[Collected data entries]
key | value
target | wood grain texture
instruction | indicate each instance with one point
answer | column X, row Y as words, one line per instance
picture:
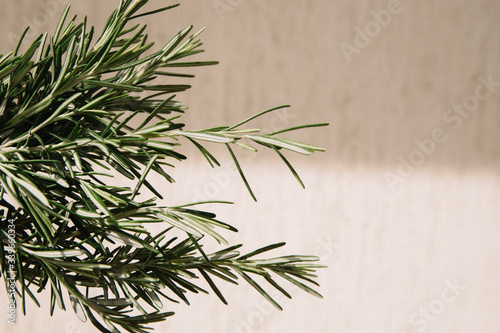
column 395, row 245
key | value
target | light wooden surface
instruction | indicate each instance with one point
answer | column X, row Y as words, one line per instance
column 409, row 248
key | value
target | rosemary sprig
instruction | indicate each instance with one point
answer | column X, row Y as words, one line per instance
column 67, row 109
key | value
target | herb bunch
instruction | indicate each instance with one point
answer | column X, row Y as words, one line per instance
column 69, row 109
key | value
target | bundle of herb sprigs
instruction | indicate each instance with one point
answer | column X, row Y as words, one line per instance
column 67, row 106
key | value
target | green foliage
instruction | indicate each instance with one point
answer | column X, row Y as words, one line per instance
column 67, row 109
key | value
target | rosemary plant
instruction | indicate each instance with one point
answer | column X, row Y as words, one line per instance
column 67, row 105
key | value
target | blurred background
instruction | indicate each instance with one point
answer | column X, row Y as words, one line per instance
column 403, row 206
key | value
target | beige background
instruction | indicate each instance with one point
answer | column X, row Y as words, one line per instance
column 393, row 248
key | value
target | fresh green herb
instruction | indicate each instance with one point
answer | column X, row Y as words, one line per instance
column 68, row 106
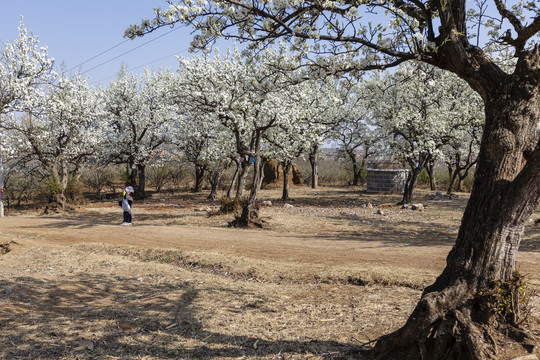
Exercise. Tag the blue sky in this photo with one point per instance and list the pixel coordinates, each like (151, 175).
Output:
(76, 31)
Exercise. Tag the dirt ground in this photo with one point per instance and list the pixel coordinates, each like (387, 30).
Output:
(334, 269)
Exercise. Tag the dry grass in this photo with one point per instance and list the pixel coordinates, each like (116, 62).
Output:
(289, 292)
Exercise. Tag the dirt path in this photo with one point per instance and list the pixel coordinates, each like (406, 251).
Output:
(324, 251)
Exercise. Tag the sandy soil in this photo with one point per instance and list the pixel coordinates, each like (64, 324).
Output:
(329, 274)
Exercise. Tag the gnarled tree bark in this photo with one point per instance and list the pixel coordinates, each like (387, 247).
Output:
(448, 322)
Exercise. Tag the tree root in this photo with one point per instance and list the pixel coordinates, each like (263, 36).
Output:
(451, 324)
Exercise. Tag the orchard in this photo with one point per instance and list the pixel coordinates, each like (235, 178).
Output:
(422, 84)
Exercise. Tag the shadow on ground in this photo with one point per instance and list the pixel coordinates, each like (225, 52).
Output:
(113, 317)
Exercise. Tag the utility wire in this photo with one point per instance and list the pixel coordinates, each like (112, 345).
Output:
(140, 66)
(127, 52)
(98, 55)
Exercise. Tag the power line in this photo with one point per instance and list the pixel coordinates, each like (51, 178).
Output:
(140, 66)
(98, 55)
(127, 52)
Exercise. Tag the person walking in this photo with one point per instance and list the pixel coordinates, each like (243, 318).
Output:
(127, 201)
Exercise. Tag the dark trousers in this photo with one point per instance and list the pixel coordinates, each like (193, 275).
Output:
(127, 217)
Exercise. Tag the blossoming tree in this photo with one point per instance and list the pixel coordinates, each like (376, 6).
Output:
(138, 115)
(61, 132)
(24, 67)
(373, 34)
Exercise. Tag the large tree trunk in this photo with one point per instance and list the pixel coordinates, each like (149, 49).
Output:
(214, 178)
(242, 178)
(451, 321)
(286, 176)
(232, 186)
(452, 176)
(141, 190)
(314, 161)
(250, 211)
(200, 171)
(410, 184)
(58, 185)
(430, 166)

## Work request
Set down all of the entries exactly. Leave the pictures out.

## Written solution
key | value
target | wood grain texture
instruction | indicate each instance with one point
answer | column X, row Y as words, one line per instance
picture:
column 395, row 245
key | value
target | light wooden surface
instruction | indicate each instance with one point
answer | column X, row Y as words, one line per instance
column 409, row 248
key | value
target | rosemary sprig
instruction | indicate each instance with one point
answer | column X, row Y as words, one line per instance
column 67, row 109
key | value
target | herb bunch
instruction | indicate each instance with one point
answer | column X, row Y as words, one line per instance
column 69, row 109
key | value
target | bundle of herb sprigs
instruction | indicate each instance with one point
answer | column X, row Y as words, one line per instance
column 67, row 106
key | value
target | green foliage
instruction | indicate each instance with one point
answer | column X, row Y as words, one line per instance
column 67, row 109
key | value
target | rosemary plant
instruction | indicate each instance with one point
answer | column X, row Y as words, one line per instance
column 67, row 105
key | value
target | blurred background
instruction | indicate each instance with one point
answer | column X, row Y as words, one line per instance
column 403, row 206
key | value
target | beige background
instruction | indicate each instance with one point
answer | column X, row Y as words, one line per instance
column 393, row 248
key | value
target | fresh green herb
instruction | indicate each instance with one point
answer | column X, row Y as words, one line per instance
column 68, row 106
Exercise. Tag the blue sky in this photo with one point per instance and list the pixel coordinates, each like (151, 175).
Output:
(76, 31)
Exercise. Tag the dirt ground in this photo with one point per instance and list the pixel coordinates, each like (387, 30).
Output:
(334, 269)
Exercise. Tag the dry grass in this photo with one point per instance and list the pixel coordinates, each like (116, 62).
Output:
(289, 292)
Exercise. Tag the dirt path in this photo with one point per instance and list the pixel coordinates, each like (406, 251).
Output:
(324, 251)
Exercise. Tag the sandy soil in this photo with one point per instance and list the pixel coordinates, each like (64, 324).
Output:
(329, 274)
Exercise. Tag the gnarled tree bark in this photo with one point per instance and list the pixel coordinates, each like (387, 247).
Output:
(448, 322)
Exercise. Tag the tree root in this photo with one point per instance and list the pixel coordinates, each like (263, 36).
Output:
(451, 324)
Exercise. Tag the orchard in this photo with one point per instance and list the pixel coordinates, each like (235, 178).
Output:
(422, 84)
Exercise. Tag the shadow on ground in this photo with one point per instance and list the pixel coordinates, each like (225, 52).
Output:
(113, 317)
Exercise. Tag the utility wire in this photo with one point per instance and list the pixel coordinates, each like (112, 345).
Output:
(140, 66)
(127, 52)
(98, 55)
Exercise. Tag the power line in this photo with one point per instance and list the pixel coordinates, each like (51, 178).
Output:
(140, 66)
(98, 55)
(127, 52)
Exercise. Tag the person walking in this photo with one point per instance and list the pixel coordinates, each like (243, 318).
Output:
(127, 201)
Exercise. Tag the dark trousers in this photo with one point per instance and list the pixel coordinates, each like (193, 275).
Output:
(127, 217)
Exercise. Tag the blossoming tree in this photo with one point per instance and list the pixel coordinates, each like (376, 6).
Output:
(138, 115)
(61, 132)
(24, 67)
(373, 34)
Exercise. Tag the large tree trunk in this photo with one point per instance and list the pixel coordinates, each like (149, 49).
Output:
(214, 178)
(242, 178)
(451, 321)
(286, 176)
(232, 186)
(452, 176)
(141, 190)
(314, 161)
(250, 211)
(200, 171)
(410, 184)
(58, 185)
(430, 166)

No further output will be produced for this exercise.